*** Supplied material ***

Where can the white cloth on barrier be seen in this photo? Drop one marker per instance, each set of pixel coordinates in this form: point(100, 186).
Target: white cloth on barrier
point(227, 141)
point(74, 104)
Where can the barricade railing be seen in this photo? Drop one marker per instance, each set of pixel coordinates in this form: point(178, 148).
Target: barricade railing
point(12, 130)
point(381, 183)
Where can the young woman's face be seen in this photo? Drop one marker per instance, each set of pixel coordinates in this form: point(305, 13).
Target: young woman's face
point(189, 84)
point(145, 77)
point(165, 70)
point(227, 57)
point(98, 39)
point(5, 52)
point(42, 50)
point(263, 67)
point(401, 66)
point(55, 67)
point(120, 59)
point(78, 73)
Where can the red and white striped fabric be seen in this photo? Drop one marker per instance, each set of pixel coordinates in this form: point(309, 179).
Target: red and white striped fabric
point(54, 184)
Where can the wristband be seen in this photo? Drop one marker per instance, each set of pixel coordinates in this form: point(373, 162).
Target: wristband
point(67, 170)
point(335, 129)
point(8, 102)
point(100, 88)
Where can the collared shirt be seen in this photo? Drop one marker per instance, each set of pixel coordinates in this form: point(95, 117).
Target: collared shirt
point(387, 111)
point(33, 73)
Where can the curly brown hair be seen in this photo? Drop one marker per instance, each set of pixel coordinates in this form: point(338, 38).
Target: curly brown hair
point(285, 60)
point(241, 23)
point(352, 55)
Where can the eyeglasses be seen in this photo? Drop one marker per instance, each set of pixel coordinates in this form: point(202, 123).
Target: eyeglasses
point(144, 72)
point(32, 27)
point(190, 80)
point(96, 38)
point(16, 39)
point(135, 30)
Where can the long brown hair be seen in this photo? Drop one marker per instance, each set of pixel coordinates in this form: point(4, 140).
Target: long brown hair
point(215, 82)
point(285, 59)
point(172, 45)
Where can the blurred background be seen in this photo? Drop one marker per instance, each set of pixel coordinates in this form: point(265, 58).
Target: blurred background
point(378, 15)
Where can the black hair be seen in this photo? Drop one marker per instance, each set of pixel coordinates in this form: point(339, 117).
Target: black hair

***

**What to do**
Print each of the lines above again, unchanged.

**Output below**
Where can the white cloth on barrier be seen in this photo? Drop one marker per instance, each set of pixel coordinates in this form: point(100, 186).
Target: white cloth on barrier
point(227, 141)
point(74, 104)
Where can the barricade railing be seen in this photo? Drop one marker per instance, each set of pixel coordinates in this form: point(178, 148).
Target: barricade railing
point(12, 130)
point(381, 183)
Where can the young woman's face be seen in this photo? Drop one marker per instance, each set of pixel coordinates in this form: point(305, 13).
Target: young woman's face
point(189, 84)
point(145, 77)
point(165, 70)
point(227, 57)
point(98, 39)
point(5, 52)
point(42, 50)
point(263, 67)
point(401, 66)
point(55, 67)
point(120, 59)
point(78, 73)
Where can the red and white striped fabric be seen in this photo? Drop one marker per instance, each set of pixel coordinates in this form: point(309, 179).
Target: red and white striped fabric
point(54, 184)
Where can the wristband be seen in this photo? Drop one marker per instance, each set of pixel coordinates in this form: point(373, 162).
Target: wristband
point(67, 170)
point(335, 129)
point(8, 102)
point(100, 88)
Where can the collared shirt be seen in this photo? Drop one marker per instance, each set of pixel coordinates in this form: point(95, 117).
Target: collared shirt
point(387, 111)
point(33, 73)
Where can the curly brown hair be seen in this photo? Drop one marker per instance, each set of pixel coordinates in this form: point(338, 38).
Target: curly brown hair
point(285, 60)
point(241, 23)
point(352, 55)
Where can the eyeglasses be seen in this photo? Drop one marker per instance, each set of pixel coordinates in this form: point(202, 123).
Target: eyeglasses
point(144, 72)
point(32, 27)
point(190, 80)
point(96, 38)
point(16, 39)
point(135, 30)
Where can the long brown hair be seen in this photo? Drop one marker per instance, each set of pixel coordinates in this form: point(4, 140).
Target: long brown hair
point(215, 82)
point(285, 59)
point(172, 45)
Where can the blurred background be seen in this photo? Drop one marker per instance, each set of pixel coordinates in this form: point(265, 58).
Target: blurred background
point(378, 15)
Where can the black hair be seen in this photo? Drop one marker per instance, each set of pixel coordinates in this form: point(339, 117).
Target: black hair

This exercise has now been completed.